*Short exercise*:
Please list every line of the items below that contains the word "grain", matching its case exactly.
· · · · ·
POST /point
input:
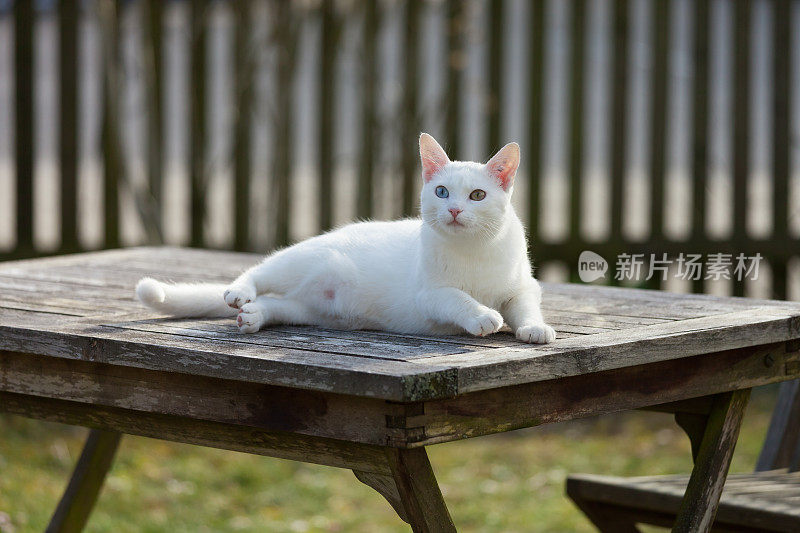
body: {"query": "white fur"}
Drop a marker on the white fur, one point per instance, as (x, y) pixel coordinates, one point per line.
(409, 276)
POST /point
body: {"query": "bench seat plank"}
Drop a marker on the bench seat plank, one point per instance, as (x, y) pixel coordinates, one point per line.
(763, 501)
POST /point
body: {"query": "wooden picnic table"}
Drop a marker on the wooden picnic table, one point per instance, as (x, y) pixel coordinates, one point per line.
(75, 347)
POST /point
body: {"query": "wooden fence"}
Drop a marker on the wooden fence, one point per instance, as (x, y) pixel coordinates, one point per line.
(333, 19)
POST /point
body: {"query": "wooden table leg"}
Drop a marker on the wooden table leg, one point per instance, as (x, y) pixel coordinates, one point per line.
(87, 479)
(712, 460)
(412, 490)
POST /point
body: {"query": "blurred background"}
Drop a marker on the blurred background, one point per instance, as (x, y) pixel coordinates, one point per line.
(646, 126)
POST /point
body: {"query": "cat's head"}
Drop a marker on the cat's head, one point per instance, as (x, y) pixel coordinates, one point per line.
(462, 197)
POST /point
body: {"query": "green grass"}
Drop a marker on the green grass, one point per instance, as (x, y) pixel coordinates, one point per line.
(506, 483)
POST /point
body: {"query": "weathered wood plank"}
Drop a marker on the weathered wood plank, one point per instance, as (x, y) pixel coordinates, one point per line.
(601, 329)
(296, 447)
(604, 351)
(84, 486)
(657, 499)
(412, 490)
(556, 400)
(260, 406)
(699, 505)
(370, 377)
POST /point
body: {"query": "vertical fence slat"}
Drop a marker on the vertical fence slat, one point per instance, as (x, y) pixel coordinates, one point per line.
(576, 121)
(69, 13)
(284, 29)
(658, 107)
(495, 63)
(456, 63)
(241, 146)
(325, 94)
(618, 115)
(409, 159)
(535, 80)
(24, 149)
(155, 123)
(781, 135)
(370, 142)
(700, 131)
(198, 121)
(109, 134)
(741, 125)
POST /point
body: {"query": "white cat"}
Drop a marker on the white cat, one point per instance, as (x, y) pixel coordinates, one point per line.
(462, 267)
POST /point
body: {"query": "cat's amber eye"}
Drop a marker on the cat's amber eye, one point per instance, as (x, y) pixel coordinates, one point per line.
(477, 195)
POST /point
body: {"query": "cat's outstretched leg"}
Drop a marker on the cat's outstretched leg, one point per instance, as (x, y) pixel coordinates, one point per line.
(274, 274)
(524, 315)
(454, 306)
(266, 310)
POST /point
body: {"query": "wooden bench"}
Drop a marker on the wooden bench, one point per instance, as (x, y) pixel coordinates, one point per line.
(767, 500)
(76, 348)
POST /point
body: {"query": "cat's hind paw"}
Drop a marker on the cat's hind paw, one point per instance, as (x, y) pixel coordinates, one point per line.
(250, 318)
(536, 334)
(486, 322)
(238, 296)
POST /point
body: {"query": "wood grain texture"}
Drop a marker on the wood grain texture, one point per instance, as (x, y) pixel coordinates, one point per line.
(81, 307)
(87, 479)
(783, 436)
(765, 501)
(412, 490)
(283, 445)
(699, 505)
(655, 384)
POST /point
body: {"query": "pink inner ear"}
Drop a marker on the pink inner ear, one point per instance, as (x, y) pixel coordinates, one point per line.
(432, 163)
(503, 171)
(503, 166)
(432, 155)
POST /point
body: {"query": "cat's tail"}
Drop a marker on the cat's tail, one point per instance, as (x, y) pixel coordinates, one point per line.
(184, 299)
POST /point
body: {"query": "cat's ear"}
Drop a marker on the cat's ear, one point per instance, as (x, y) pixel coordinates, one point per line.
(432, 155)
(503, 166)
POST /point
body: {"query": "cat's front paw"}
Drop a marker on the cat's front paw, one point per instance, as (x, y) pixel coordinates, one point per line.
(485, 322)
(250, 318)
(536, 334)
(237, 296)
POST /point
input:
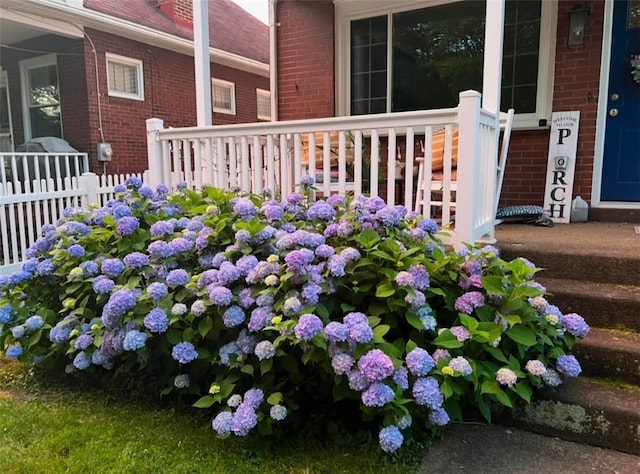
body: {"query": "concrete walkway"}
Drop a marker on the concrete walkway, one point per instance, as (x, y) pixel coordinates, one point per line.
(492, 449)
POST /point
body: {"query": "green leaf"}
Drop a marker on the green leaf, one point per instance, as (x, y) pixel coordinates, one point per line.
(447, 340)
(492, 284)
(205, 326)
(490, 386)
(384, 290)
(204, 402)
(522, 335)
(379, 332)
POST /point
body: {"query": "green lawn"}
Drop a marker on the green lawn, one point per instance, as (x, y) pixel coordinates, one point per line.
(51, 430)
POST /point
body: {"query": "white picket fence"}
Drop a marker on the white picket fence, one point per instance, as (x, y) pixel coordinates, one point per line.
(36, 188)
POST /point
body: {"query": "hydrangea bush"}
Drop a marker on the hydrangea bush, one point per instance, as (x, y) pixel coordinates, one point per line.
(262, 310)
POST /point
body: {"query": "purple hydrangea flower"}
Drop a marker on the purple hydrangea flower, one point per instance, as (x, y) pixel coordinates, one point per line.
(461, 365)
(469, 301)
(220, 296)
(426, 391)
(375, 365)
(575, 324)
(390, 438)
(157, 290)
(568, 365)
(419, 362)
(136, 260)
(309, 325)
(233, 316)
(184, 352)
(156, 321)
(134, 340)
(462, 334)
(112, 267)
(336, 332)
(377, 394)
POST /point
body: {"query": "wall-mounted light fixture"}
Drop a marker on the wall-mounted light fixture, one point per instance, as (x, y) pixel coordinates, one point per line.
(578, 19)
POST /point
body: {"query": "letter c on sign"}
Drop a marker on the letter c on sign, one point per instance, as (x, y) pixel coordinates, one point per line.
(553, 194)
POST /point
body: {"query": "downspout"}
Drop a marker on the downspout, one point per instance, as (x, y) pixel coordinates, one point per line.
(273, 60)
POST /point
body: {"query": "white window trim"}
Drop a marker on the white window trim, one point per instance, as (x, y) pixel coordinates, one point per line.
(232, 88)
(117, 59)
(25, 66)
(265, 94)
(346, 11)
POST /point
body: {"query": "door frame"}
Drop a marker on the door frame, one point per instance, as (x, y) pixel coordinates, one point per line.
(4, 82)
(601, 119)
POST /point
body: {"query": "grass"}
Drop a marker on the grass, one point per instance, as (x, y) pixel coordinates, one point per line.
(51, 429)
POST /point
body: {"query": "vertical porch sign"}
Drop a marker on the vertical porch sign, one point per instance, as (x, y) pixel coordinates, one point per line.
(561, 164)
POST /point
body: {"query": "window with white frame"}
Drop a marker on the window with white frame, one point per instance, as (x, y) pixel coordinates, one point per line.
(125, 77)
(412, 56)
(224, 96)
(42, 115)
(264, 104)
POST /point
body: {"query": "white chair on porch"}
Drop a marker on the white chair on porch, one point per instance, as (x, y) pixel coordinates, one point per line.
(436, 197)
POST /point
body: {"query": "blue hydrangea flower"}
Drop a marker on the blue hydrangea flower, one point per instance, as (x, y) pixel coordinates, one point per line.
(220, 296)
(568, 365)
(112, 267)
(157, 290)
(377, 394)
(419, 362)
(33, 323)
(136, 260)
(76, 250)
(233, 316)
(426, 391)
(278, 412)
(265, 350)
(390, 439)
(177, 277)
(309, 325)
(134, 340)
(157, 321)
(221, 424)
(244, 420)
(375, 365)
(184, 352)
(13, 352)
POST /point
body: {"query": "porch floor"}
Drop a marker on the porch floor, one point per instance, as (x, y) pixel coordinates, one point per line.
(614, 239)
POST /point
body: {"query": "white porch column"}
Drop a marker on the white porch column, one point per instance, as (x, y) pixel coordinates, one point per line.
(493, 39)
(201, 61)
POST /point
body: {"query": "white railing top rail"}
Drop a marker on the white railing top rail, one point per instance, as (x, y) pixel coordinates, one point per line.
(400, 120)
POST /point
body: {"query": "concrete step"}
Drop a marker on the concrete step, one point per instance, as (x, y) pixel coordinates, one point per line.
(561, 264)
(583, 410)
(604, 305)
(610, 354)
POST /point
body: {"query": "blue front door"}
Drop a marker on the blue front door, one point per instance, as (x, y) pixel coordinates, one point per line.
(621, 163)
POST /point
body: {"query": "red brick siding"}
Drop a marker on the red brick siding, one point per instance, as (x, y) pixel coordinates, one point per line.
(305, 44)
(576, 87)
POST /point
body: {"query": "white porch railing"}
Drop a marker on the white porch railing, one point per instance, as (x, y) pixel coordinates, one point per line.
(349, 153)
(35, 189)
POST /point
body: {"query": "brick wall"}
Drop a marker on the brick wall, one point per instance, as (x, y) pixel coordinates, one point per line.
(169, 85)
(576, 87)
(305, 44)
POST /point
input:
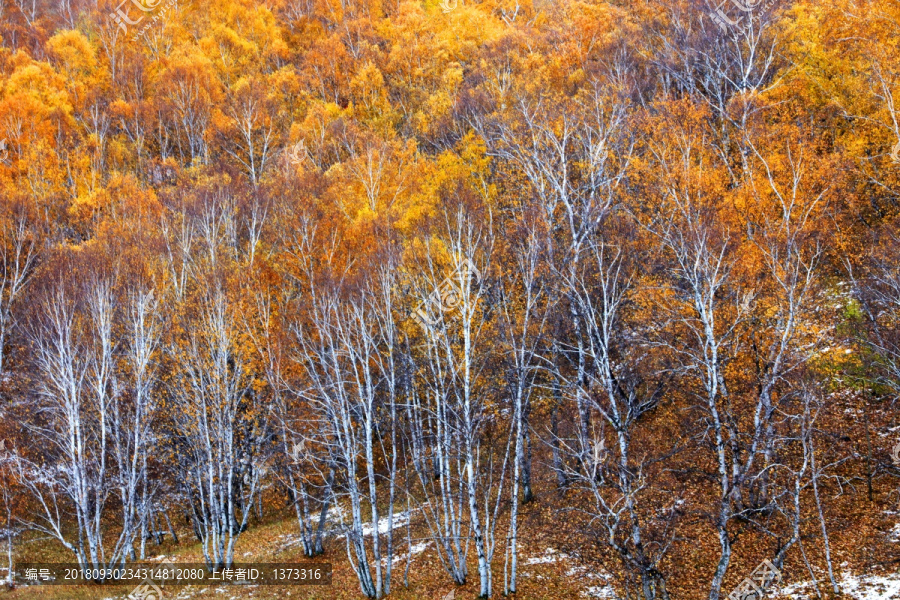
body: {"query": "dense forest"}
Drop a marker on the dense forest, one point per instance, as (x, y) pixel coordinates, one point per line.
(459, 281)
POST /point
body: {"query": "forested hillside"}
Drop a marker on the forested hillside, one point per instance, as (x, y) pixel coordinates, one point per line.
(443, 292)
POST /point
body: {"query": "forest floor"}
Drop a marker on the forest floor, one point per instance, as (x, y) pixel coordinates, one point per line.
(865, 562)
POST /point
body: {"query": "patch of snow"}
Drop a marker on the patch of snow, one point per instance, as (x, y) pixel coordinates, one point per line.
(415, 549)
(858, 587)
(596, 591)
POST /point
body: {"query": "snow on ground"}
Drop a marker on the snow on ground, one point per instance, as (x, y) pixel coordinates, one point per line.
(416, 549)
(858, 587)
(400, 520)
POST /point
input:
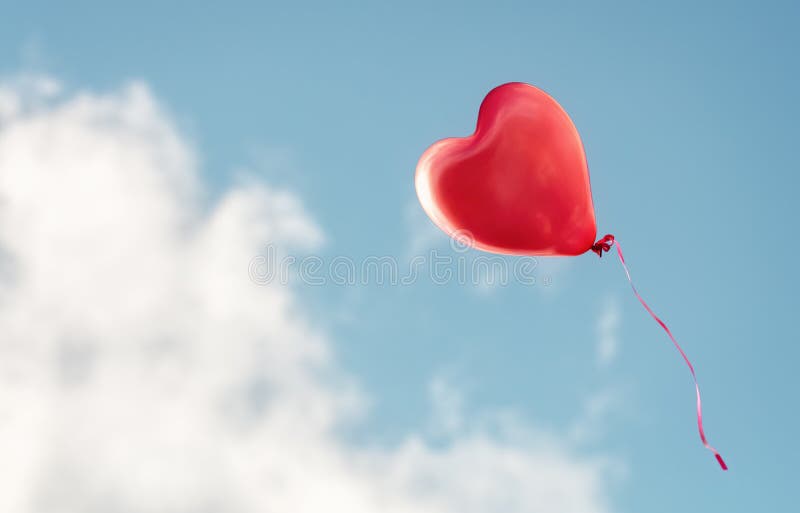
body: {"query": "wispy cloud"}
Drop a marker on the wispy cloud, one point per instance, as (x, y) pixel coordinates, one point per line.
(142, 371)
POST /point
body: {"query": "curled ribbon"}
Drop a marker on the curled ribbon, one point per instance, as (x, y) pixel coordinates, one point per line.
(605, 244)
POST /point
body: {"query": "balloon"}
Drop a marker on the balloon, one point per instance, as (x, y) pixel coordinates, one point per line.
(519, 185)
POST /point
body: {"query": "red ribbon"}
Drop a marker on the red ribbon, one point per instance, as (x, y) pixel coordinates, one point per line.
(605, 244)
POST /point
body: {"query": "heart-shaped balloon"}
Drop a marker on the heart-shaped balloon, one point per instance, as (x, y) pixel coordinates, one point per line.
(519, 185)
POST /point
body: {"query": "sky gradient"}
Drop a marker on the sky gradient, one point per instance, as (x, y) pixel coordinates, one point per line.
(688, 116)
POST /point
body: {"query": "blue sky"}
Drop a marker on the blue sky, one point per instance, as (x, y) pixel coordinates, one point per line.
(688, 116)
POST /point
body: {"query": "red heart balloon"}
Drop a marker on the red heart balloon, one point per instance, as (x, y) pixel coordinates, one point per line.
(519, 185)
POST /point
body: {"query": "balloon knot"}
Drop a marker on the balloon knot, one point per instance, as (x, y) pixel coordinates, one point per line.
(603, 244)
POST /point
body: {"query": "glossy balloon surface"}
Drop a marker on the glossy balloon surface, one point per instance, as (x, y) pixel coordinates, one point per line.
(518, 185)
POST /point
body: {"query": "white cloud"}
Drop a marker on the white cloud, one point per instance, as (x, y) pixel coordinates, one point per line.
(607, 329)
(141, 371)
· · · · ·
*The result*:
body: {"query": "wood grain texture"}
Drop a marker on the wood grain texture, one point per instance, as (x, y) pixel coordinates, one point per line.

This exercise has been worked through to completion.